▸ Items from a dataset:
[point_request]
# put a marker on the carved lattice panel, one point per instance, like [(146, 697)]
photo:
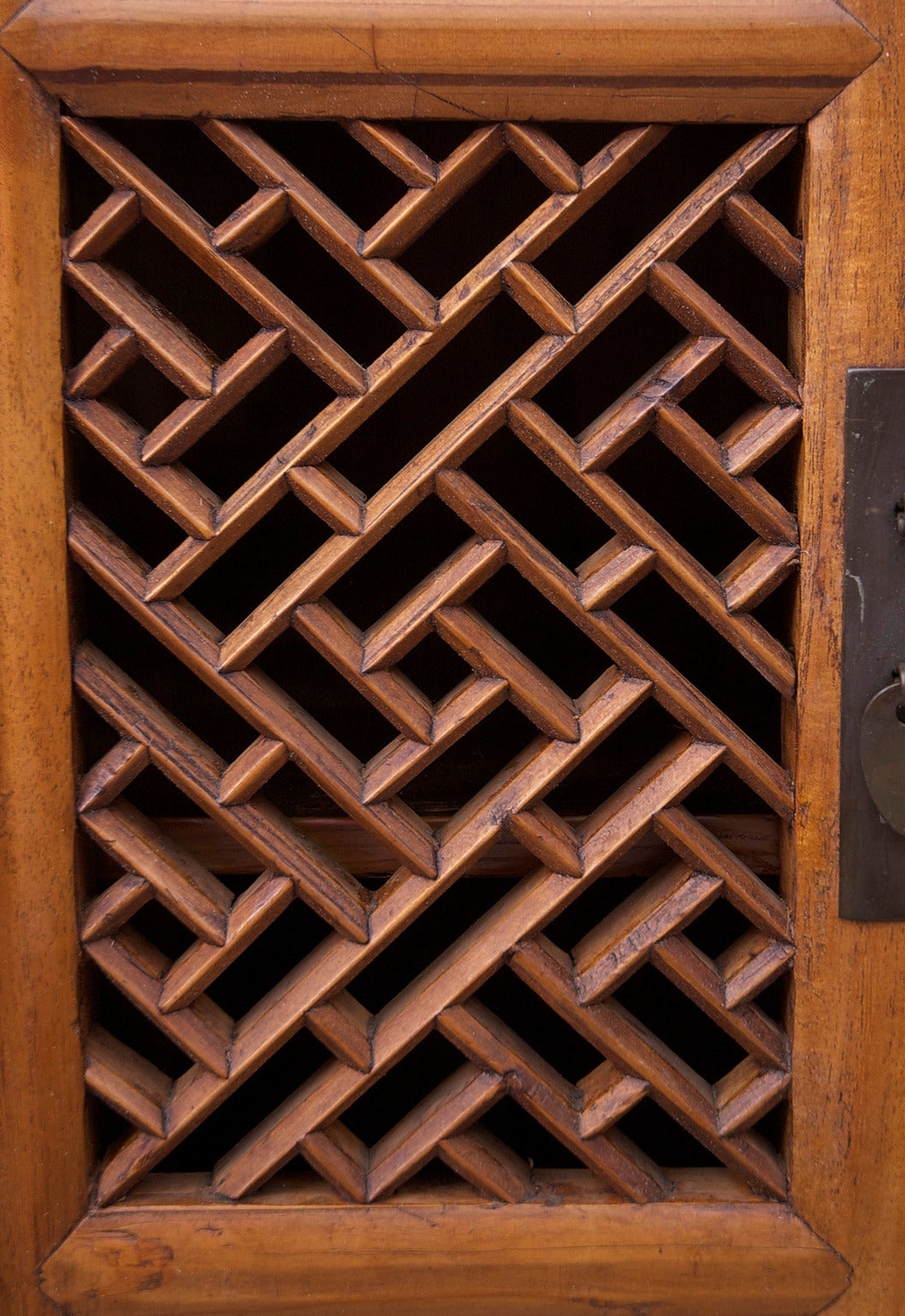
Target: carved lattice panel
[(336, 858)]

▸ Directions:
Give the data above again exactly. Leave the pictures out.

▸ Exercise result:
[point_request]
# put a marker on the carved lattice panel, one point per instance, like [(146, 697)]
photo:
Target: carved lattice panel
[(336, 858)]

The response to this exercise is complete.